> [AIM] Please rewrite these lines, swapping every "provides" for "returns" and leaving everything else as it is.

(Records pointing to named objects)
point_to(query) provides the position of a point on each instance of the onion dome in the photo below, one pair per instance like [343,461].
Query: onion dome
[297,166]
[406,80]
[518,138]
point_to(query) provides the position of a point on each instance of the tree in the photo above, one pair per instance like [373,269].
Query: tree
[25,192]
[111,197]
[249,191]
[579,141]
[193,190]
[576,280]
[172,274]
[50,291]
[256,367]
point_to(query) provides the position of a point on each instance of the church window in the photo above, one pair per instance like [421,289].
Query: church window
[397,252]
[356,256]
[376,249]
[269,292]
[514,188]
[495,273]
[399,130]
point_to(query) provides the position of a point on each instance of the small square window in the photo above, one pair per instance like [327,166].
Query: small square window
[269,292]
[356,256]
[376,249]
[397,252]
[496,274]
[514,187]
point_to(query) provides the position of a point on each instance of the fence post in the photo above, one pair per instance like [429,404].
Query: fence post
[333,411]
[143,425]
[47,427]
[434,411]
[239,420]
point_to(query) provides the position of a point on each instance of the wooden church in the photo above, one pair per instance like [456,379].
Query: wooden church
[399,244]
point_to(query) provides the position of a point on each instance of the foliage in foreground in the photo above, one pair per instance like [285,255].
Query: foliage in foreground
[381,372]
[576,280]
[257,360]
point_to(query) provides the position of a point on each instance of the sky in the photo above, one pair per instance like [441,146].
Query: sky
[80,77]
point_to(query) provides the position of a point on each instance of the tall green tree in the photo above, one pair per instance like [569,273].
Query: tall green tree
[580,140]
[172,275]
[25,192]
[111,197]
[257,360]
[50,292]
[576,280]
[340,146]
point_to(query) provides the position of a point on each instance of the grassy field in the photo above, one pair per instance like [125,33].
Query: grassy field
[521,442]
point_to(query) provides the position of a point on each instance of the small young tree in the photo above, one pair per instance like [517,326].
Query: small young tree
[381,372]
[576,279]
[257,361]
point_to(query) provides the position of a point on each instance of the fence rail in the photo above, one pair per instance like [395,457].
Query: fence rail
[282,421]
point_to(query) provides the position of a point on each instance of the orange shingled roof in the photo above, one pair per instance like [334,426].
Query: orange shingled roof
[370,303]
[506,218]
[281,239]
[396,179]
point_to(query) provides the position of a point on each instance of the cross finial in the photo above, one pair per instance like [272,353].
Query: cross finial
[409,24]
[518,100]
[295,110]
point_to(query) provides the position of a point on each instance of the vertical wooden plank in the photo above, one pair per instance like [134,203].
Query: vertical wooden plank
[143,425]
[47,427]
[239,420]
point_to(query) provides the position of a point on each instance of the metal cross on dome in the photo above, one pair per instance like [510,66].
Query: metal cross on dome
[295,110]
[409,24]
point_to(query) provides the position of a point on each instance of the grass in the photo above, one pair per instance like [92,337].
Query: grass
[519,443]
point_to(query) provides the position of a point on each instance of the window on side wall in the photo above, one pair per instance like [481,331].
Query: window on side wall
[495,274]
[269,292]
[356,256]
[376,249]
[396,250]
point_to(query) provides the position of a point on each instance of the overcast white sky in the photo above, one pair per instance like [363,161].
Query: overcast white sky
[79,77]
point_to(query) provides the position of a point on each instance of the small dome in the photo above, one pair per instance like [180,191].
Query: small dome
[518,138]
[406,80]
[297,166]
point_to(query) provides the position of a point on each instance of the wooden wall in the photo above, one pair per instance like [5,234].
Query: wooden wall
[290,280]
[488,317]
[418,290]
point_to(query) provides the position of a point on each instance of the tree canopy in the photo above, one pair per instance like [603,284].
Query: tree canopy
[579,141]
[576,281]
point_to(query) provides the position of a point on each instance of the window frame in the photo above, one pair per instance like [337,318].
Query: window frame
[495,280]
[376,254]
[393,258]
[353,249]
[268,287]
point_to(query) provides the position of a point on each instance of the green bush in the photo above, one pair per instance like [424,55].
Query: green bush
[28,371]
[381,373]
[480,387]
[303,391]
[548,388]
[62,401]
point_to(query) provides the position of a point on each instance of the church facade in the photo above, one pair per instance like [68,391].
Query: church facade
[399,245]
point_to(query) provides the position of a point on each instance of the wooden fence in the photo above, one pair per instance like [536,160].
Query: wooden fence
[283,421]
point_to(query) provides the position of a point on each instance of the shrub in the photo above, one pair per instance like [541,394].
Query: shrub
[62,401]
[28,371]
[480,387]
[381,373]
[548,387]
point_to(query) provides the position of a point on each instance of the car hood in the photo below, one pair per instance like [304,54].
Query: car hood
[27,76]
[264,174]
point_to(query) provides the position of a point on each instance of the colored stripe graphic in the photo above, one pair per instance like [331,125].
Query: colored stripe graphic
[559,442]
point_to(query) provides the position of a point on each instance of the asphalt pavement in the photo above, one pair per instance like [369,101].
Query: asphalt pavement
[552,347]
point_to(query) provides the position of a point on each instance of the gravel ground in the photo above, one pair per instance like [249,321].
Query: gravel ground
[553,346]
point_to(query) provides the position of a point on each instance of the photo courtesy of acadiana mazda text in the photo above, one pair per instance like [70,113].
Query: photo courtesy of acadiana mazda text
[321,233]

> [COMPLETED EXERCISE]
point_to(query) returns the position of a point on each instance of the onion dome in the photo below, one pair per instance like [343,461].
Query: onion dome
[297,166]
[406,80]
[518,138]
point_to(query) returns the position of a point on each instance of the tree in the photo above, one pair per instance like [373,269].
Query: tree
[25,192]
[111,197]
[249,191]
[579,141]
[193,190]
[576,280]
[172,274]
[50,291]
[256,367]
point_to(query) returns the position of a point on each instance of the church window in the photo above, one pair per instance like [421,289].
Query: church window
[397,252]
[356,256]
[376,249]
[269,292]
[514,188]
[495,273]
[399,130]
point_to(query) returns the position of a point on each instance of the small square window in the photo above, one pair per instance like [327,166].
Query: small square window
[269,292]
[356,256]
[376,249]
[397,252]
[496,274]
[514,187]
point_to(query) returns the position of a point on each instance of the fence post in the photo above, one pair per instance like [429,404].
Query: fence post
[333,411]
[143,425]
[47,427]
[434,411]
[239,420]
point_to(query) returns the position of a point on each instance of the wooden church in the photo above, one pair per instance like [456,379].
Query: wooden church
[399,244]
point_to(query) returns the position of a point on each instance of the foliage in foreground in the photo above, one pair per instance like [285,255].
Query: foliage in foreground
[381,372]
[576,280]
[257,360]
point_to(query) returns the position of a point on each instance of the sky in the photo above, one pair per instance like [441,146].
Query: sky
[80,77]
point_to(query) returns the position of a point on each instance of the tall green tree in the photo above, one pair per instance like [569,273].
Query: tall green tree
[580,140]
[172,275]
[25,192]
[111,197]
[257,360]
[50,292]
[576,280]
[340,146]
point_to(query) returns the position of a point on each instance of the grassy field in the photo above, one pair per instance like [125,33].
Query: grassy field
[521,442]
point_to(query) returns the position of a point on each instance of the small young tree in the photo above, one pair per instance like [517,326].
Query: small young tree
[381,372]
[576,279]
[257,361]
point_to(query) returns the position of a point on each instance of the fence rail in the photo above, one pair per instance like [395,457].
Query: fence rail
[282,421]
point_to(query) returns the position of a point on each instance of the orange shingled roof in the photo above, one pair per instance like [334,426].
Query: orange shingled roof
[370,303]
[506,218]
[281,239]
[396,179]
point_to(query) returns the position of a point on each instance of the cross finial in the photo above, one pair per instance like [272,353].
Query: cross finial
[409,24]
[518,100]
[295,110]
point_to(query) returns the position of a point on each instance of the vertical wooden plank in the photo above, one pair per instance like [134,203].
Query: vertical wooden plank
[143,425]
[47,427]
[239,420]
point_to(query) returns the position of a point on each instance of the metal cross on dome in the photo above, one pair per instance like [510,66].
Query: metal cross on dome
[295,110]
[409,24]
point_to(query) returns the position of a point on each instance of the grass in the photo above, one pair per instance like [92,337].
Query: grass
[519,443]
point_to(query) returns the position of a point on each instance of the window on side wall in the photo above, one pair per instance like [481,331].
Query: window on side wall
[495,274]
[269,292]
[356,256]
[376,249]
[396,250]
point_to(query) returns the position of a point on each instance of the overcast white sky in the photo above, one pair per instance like [363,161].
Query: overcast white sky
[79,77]
point_to(query) returns the position of a point on each instance of the small dome in the photo above, one pair per instance like [180,191].
Query: small dome
[518,138]
[406,80]
[297,166]
point_to(query) returns the position of a point on each instance of the wooden wall in the photo above, one pair per instance like [5,234].
Query: wooden wall
[290,280]
[488,317]
[418,290]
point_to(query) returns the position of a point on each instance of the tree canopy in the photo above, one pair per instance like [603,284].
Query: tree canopy
[579,141]
[576,281]
point_to(query) returns the position of a point on each instance of the window frame in the photo above, one pair per instance like [337,318].
Query: window frame
[495,280]
[376,254]
[393,258]
[353,249]
[268,287]
point_to(query) returns the position of a point on each instance of the green bush in the photo above, one pair per instance like [424,55].
Query: green bush
[28,371]
[381,373]
[480,387]
[303,391]
[548,388]
[62,401]
point_to(query) returns the position of a point on each instance of the church facade in the photo above, one pair per instance like [68,391].
Query: church facade
[399,245]
point_to(query) returns the position of a point on each instance of the wooden fence in the photo above, one pair per instance like [536,160].
Query: wooden fence
[283,421]
point_to(query) returns the position of a point on each instance of the shrub in the photo above, one pair per instance like [541,394].
Query: shrub
[62,401]
[28,371]
[480,387]
[381,373]
[548,387]
point_to(query) returns the position of a point on each instance of the car hood in the photo below, one pair per instance like [304,54].
Query: car hood
[27,76]
[264,174]
point_to(query) returns the position of a point on each instance of the colored stripe graphic in the photo above, one pair per instance like [331,125].
Query: colored stripe graphic
[559,442]
point_to(query) returns the position of a point on each instance of the asphalt pavement in the photo above, one pair per instance like [369,101].
Query: asphalt pavement
[552,347]
point_to(query) returns the position of a point on each instance of the gravel ground in the photo above, one pair per instance like [249,321].
Query: gravel ground
[553,346]
point_to(query) returns the position of a point on each instance of the photo courtesy of acadiana mazda text in the photo above, one pair per instance like [70,113].
Query: photo courtesy of acadiana mazda text
[321,233]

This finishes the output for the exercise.